» Given problem: Filter the rows below, keeping each line that contains the string "shirt", and copy those lines.

(Object detection data)

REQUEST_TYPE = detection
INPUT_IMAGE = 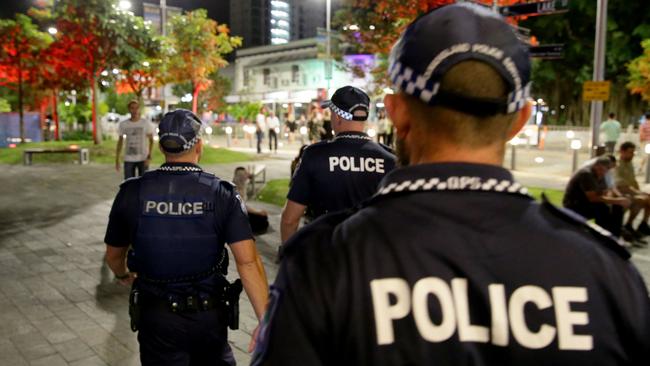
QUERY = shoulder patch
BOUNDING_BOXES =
[120,171,144,187]
[377,142,395,154]
[542,194,631,260]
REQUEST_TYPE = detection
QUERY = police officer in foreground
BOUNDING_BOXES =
[280,86,395,243]
[104,109,268,365]
[254,3,650,365]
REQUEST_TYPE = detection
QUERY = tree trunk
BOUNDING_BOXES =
[192,85,199,114]
[52,89,59,141]
[91,75,101,145]
[18,55,25,144]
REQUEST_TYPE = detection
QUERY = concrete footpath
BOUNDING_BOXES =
[0,149,650,366]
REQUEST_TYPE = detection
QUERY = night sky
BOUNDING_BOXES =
[0,0,229,23]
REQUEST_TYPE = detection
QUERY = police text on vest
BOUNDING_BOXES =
[144,201,203,216]
[370,277,593,351]
[330,156,384,173]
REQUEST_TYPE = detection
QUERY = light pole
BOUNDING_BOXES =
[571,139,582,173]
[590,0,607,156]
[510,136,521,170]
[325,0,332,91]
[644,144,650,183]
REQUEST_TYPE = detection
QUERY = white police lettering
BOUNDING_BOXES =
[144,201,203,216]
[370,277,593,351]
[329,156,385,173]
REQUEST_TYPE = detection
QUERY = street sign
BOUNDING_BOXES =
[530,44,564,60]
[499,0,569,17]
[582,81,611,102]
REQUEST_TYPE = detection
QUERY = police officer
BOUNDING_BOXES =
[254,3,650,365]
[104,109,268,365]
[280,86,395,242]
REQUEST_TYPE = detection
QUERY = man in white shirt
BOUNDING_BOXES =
[266,112,280,153]
[115,100,155,179]
[255,107,267,154]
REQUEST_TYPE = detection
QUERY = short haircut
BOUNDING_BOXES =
[402,60,517,148]
[619,141,636,151]
[594,156,612,168]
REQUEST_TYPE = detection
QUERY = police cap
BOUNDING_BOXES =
[389,3,531,116]
[158,109,202,154]
[321,85,370,121]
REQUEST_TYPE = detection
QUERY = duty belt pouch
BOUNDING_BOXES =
[224,279,243,330]
[129,286,141,332]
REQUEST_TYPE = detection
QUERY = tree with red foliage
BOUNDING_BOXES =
[0,14,52,142]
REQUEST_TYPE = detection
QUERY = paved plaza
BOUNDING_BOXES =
[0,151,650,366]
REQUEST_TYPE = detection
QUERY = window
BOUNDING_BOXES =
[262,69,271,86]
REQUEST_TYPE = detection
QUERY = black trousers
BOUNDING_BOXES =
[124,161,147,179]
[567,203,625,237]
[138,306,236,366]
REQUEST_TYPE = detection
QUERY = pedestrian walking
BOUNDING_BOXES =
[600,112,621,154]
[253,2,650,366]
[115,100,156,179]
[104,110,268,366]
[266,112,280,153]
[255,107,268,154]
[280,86,395,242]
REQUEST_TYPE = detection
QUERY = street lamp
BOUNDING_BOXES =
[644,144,650,183]
[571,139,582,172]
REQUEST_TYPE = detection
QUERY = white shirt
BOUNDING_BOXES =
[117,119,156,162]
[266,116,280,130]
[256,113,266,131]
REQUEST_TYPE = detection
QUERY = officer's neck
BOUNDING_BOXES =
[409,143,505,166]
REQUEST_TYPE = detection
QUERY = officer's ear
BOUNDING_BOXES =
[506,100,533,141]
[384,94,411,139]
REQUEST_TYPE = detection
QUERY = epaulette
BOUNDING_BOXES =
[378,142,395,155]
[120,171,144,187]
[542,193,631,260]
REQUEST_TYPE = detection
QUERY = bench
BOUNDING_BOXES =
[23,147,90,165]
[248,165,266,197]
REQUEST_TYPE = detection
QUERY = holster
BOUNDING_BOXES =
[129,286,141,332]
[223,279,243,330]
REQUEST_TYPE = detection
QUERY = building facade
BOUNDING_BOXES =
[226,37,375,105]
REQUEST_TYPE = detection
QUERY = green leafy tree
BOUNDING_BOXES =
[0,14,52,142]
[627,39,650,102]
[167,9,242,113]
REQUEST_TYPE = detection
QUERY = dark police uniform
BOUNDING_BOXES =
[254,163,650,365]
[287,132,395,217]
[254,3,650,366]
[105,112,253,365]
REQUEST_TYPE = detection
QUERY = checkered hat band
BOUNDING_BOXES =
[389,62,531,113]
[329,103,354,121]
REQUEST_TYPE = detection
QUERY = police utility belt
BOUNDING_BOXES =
[129,250,243,332]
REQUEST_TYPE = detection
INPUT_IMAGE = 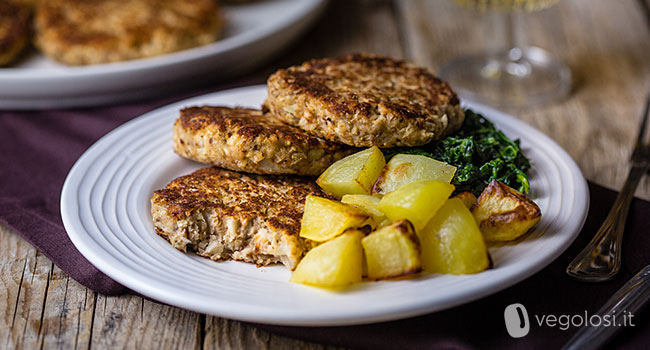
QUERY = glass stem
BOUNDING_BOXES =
[502,11,531,77]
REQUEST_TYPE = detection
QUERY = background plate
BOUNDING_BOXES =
[61,86,589,326]
[0,0,327,109]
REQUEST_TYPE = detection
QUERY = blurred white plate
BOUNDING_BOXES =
[61,86,589,326]
[0,0,327,109]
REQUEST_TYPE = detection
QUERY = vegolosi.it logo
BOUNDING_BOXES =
[503,304,530,338]
[503,303,634,338]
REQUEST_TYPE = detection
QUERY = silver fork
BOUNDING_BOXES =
[566,96,650,282]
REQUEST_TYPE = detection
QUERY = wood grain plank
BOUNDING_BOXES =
[397,0,650,199]
[0,224,35,349]
[10,251,52,349]
[91,295,201,349]
[203,316,337,350]
[41,266,95,349]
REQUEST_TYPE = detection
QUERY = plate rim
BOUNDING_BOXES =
[60,85,589,326]
[0,0,329,82]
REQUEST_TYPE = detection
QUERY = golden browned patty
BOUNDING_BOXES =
[266,54,464,147]
[35,0,223,65]
[0,0,32,66]
[174,106,355,176]
[151,167,326,270]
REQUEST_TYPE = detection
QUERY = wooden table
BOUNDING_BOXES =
[0,0,650,349]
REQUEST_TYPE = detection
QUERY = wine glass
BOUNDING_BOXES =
[438,0,571,107]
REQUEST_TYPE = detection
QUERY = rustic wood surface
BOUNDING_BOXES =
[0,0,650,349]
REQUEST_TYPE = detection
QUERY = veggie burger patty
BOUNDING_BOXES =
[151,167,327,270]
[266,54,464,148]
[36,0,224,65]
[174,106,355,176]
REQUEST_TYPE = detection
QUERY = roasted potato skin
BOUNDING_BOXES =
[372,154,456,195]
[472,180,542,242]
[361,220,422,280]
[316,146,386,199]
[300,195,370,242]
[451,192,477,210]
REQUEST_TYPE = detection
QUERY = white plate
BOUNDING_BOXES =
[61,86,589,326]
[0,0,327,109]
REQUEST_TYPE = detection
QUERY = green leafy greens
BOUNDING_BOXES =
[382,110,530,196]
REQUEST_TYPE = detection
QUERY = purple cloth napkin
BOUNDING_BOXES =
[0,80,263,295]
[0,89,650,349]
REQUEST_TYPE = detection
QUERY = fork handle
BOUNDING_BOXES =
[562,265,650,350]
[566,163,650,282]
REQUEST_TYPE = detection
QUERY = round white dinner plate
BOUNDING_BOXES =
[61,86,589,326]
[0,0,327,109]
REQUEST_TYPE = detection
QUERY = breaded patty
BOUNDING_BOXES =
[0,0,31,66]
[36,0,223,65]
[266,54,464,147]
[174,106,354,176]
[151,167,326,270]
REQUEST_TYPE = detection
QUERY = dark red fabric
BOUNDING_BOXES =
[0,80,263,295]
[0,86,650,349]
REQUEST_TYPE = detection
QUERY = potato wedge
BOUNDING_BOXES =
[472,180,542,242]
[361,220,422,280]
[372,154,456,194]
[419,198,490,274]
[451,192,476,210]
[377,180,454,231]
[291,230,364,288]
[341,194,386,227]
[316,146,386,199]
[300,195,370,242]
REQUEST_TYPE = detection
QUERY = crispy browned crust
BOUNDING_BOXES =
[0,0,32,66]
[266,54,464,147]
[154,167,330,235]
[35,0,223,65]
[174,106,355,176]
[151,167,327,269]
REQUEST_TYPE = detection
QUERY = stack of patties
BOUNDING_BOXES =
[152,54,464,270]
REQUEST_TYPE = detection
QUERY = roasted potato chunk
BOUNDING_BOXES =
[377,180,454,231]
[341,194,386,227]
[372,154,456,194]
[472,180,542,242]
[316,146,386,199]
[451,192,476,210]
[361,220,422,280]
[300,195,370,242]
[419,198,490,274]
[291,230,364,288]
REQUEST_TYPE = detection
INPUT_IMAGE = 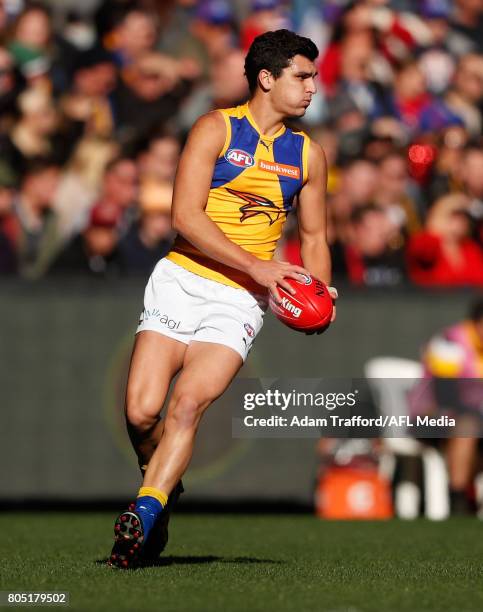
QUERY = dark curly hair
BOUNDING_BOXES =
[245,30,319,94]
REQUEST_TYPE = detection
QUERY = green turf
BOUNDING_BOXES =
[0,513,483,612]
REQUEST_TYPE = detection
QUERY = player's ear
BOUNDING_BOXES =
[258,68,273,91]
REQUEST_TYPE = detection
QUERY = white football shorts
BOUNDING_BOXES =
[136,259,267,361]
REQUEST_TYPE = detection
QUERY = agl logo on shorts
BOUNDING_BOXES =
[225,149,255,168]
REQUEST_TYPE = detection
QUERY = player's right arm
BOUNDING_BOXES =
[172,111,308,301]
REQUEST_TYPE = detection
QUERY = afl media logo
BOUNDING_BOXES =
[225,149,255,168]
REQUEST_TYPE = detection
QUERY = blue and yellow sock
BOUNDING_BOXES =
[134,487,168,541]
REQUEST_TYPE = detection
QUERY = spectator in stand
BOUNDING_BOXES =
[0,163,20,275]
[9,2,76,92]
[240,0,290,55]
[460,144,483,206]
[329,159,378,242]
[445,53,483,138]
[53,137,119,244]
[111,53,196,147]
[451,0,483,55]
[2,89,58,173]
[418,0,455,95]
[139,131,181,185]
[345,204,406,287]
[382,60,461,135]
[410,297,483,514]
[426,125,469,202]
[107,7,158,67]
[0,47,24,133]
[191,0,236,63]
[408,194,483,287]
[15,160,59,278]
[91,156,138,236]
[374,151,421,235]
[119,177,174,276]
[60,47,116,138]
[49,202,120,278]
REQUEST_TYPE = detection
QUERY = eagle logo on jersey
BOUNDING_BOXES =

» Finished answer:
QUERY = man in white shirt
QUERY = white shirt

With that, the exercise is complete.